▸ Task brief
Pull out each line below that contains the string "wooden" and copy it whole. Matching is case-sensitive.

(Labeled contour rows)
* * *

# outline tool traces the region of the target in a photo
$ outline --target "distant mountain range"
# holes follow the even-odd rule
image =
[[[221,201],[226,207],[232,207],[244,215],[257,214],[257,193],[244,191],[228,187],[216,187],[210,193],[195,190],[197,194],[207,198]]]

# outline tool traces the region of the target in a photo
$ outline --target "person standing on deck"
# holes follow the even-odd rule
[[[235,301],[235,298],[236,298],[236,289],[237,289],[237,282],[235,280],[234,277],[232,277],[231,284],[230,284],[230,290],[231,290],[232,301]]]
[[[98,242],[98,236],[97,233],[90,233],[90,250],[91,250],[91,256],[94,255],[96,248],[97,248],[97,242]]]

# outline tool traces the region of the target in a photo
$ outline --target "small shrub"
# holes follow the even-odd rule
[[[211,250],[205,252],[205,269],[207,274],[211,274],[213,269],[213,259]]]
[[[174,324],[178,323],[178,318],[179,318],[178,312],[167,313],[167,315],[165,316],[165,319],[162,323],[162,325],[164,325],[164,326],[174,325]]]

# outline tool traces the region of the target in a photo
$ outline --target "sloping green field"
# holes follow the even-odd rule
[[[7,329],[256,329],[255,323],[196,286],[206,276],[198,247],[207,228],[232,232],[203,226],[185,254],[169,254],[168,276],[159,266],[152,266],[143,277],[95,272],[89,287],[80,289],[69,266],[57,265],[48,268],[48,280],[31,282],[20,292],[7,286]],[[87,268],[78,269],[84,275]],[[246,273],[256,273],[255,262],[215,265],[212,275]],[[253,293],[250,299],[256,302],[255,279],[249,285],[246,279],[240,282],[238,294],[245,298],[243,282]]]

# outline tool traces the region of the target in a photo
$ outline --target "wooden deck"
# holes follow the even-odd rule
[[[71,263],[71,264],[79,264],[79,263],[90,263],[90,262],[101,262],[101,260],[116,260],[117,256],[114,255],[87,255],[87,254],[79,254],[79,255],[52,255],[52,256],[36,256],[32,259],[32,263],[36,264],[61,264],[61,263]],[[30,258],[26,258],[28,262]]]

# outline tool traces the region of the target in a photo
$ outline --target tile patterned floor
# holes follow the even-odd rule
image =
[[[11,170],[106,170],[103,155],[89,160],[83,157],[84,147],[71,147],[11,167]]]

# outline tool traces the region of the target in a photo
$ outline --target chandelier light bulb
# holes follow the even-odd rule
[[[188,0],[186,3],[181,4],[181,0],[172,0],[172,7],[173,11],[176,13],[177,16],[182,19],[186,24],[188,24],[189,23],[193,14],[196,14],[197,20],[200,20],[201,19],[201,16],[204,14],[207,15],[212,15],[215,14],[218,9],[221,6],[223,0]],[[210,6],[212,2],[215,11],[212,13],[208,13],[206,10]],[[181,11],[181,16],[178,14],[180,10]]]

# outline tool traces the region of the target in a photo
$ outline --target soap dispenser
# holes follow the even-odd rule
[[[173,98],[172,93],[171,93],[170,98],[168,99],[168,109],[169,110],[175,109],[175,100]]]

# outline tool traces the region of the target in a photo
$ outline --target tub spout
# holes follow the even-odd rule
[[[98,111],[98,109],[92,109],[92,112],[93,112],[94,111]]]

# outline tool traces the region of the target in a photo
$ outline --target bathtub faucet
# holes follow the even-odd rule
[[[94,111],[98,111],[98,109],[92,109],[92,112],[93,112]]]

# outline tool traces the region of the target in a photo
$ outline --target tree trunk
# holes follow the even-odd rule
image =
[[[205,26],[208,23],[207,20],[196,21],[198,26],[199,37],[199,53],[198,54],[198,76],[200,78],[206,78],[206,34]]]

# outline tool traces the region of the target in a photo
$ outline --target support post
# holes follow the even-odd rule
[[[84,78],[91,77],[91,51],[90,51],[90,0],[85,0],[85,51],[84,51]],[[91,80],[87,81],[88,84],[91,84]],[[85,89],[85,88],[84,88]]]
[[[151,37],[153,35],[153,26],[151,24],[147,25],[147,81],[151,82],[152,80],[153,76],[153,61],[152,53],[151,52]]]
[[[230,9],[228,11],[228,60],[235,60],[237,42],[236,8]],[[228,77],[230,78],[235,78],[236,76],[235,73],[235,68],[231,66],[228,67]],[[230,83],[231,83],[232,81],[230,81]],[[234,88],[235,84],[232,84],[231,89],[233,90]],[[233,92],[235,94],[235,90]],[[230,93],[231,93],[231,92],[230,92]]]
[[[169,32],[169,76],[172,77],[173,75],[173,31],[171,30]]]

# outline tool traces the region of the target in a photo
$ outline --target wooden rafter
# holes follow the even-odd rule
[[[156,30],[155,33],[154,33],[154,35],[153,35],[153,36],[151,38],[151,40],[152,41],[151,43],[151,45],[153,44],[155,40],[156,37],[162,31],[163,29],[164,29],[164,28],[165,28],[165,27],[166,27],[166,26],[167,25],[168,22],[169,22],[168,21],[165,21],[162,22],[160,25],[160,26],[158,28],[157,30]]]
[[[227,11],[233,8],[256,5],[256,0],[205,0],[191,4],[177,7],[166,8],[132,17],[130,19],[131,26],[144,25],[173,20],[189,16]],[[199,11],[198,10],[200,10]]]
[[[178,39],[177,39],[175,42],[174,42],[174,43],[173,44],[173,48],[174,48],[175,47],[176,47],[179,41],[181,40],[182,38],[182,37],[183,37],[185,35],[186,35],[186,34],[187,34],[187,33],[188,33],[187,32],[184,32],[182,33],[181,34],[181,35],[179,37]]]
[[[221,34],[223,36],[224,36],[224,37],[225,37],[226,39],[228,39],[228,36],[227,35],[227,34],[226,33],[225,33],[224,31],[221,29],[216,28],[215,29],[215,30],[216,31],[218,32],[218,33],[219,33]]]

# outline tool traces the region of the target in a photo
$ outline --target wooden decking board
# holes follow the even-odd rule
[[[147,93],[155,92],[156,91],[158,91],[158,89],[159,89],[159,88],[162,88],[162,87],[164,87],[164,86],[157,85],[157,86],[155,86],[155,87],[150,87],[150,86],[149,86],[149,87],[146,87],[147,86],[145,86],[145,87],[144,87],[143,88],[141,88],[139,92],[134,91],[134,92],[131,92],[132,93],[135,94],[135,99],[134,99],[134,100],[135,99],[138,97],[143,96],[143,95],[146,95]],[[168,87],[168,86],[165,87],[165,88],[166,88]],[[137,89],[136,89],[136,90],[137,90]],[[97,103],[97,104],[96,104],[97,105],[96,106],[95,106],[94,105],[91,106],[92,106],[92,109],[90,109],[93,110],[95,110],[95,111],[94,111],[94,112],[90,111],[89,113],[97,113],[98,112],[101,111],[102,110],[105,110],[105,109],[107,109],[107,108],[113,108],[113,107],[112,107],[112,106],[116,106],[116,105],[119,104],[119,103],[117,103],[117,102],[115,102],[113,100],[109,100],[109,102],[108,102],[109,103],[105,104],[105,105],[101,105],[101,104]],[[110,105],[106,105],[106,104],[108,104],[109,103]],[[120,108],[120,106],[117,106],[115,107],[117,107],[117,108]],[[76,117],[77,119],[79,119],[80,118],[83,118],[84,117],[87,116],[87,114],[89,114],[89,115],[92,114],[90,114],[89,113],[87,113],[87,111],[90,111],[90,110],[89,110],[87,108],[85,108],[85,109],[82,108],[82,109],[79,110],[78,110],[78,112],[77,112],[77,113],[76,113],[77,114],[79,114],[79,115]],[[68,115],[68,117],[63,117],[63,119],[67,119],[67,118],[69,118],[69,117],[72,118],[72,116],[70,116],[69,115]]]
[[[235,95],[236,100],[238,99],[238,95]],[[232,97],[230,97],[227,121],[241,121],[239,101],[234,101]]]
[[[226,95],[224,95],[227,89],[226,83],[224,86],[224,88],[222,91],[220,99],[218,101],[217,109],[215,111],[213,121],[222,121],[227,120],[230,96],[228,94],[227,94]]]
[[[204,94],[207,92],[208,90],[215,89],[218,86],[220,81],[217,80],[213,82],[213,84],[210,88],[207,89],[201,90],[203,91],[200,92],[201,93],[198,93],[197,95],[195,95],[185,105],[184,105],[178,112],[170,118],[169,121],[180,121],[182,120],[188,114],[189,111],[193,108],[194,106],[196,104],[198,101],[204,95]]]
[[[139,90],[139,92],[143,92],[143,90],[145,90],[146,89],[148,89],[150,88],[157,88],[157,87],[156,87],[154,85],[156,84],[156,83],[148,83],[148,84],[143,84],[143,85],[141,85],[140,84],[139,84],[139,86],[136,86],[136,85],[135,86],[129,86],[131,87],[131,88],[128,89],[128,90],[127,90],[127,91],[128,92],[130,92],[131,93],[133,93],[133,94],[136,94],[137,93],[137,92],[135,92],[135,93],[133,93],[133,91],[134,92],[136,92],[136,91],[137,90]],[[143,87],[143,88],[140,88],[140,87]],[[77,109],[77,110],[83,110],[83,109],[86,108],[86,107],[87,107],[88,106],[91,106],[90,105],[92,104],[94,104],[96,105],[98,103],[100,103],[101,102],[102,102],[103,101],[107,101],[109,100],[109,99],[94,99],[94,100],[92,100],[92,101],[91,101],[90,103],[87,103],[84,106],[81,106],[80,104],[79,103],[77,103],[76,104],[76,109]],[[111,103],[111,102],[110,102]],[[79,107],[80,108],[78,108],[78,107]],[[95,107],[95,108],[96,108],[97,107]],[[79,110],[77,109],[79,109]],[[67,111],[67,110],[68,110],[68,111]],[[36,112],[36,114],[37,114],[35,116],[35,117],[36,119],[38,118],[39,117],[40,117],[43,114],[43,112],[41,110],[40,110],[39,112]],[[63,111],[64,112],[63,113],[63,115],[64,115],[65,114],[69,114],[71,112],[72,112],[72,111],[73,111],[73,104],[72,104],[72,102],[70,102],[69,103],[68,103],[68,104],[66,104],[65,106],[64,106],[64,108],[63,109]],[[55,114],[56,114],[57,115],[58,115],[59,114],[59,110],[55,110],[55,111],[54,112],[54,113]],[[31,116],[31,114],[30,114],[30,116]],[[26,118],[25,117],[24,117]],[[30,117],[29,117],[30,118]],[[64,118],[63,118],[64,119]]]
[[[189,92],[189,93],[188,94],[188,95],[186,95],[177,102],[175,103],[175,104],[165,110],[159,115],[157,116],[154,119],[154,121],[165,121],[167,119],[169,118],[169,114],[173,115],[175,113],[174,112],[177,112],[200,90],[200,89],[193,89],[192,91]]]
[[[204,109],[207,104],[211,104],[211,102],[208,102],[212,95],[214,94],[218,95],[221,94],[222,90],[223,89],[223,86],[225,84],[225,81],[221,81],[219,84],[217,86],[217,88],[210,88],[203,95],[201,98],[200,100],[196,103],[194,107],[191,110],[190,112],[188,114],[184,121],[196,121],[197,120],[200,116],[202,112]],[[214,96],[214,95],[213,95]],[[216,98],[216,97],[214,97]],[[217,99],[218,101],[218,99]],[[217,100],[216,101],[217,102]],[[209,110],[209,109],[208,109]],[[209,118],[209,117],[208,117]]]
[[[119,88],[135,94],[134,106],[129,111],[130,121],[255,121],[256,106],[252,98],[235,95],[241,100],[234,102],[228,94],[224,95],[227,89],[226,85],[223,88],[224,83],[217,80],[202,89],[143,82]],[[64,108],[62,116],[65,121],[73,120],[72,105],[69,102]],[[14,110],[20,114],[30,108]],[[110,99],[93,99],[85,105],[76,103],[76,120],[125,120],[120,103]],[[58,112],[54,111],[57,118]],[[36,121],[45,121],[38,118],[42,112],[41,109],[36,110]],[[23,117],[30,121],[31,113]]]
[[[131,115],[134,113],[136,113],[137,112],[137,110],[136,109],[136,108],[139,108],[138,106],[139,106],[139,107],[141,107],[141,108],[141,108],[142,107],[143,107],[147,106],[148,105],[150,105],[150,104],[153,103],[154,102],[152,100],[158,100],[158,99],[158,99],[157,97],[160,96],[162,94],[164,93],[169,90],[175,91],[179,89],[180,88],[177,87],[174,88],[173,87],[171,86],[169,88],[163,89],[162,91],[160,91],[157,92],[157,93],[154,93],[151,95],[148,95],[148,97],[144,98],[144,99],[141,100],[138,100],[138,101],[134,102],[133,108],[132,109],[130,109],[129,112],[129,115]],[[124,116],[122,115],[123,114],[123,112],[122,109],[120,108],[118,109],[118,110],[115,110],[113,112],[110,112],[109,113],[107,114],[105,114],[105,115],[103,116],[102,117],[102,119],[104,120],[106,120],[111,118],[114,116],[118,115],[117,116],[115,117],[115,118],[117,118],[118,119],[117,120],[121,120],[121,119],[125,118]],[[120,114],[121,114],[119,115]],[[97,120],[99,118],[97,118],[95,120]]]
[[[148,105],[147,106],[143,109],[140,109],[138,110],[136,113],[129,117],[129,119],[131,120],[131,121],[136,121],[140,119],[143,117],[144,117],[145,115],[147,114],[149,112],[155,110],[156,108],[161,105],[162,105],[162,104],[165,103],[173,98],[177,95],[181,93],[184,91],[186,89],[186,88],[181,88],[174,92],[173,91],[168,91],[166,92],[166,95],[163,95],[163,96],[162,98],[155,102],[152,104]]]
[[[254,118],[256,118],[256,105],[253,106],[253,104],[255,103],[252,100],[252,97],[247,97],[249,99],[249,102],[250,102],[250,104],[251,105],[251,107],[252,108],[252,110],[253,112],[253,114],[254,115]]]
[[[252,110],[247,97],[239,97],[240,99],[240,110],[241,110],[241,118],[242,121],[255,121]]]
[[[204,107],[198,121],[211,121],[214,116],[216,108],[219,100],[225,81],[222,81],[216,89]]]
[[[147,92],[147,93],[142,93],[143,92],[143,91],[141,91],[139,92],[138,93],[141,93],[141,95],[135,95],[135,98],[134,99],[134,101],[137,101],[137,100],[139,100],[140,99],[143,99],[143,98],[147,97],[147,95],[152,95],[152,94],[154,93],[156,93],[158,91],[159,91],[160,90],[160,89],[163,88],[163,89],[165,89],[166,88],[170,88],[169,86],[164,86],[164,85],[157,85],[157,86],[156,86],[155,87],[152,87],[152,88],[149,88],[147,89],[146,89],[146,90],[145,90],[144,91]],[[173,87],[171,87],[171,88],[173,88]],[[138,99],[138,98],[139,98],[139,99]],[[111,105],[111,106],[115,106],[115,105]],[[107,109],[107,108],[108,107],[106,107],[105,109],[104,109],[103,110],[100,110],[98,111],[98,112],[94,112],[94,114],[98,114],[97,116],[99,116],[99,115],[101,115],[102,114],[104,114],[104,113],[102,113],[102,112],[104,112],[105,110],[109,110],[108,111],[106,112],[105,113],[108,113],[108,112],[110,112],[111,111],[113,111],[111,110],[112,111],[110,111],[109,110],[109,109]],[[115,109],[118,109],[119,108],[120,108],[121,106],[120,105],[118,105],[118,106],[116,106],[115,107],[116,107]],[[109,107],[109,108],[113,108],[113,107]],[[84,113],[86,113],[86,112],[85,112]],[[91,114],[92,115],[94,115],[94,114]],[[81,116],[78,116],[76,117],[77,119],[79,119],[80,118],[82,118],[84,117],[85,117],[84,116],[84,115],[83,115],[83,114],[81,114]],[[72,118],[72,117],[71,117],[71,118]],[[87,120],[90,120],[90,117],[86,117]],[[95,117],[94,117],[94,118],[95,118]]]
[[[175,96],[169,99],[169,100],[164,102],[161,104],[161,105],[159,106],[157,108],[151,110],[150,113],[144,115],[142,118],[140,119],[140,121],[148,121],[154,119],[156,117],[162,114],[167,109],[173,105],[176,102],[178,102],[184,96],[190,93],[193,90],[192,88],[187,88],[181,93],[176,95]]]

* * *

▸ Output
$ outline --target "wooden deck"
$ outline --target wooden rafter
$ outline --target wooden decking board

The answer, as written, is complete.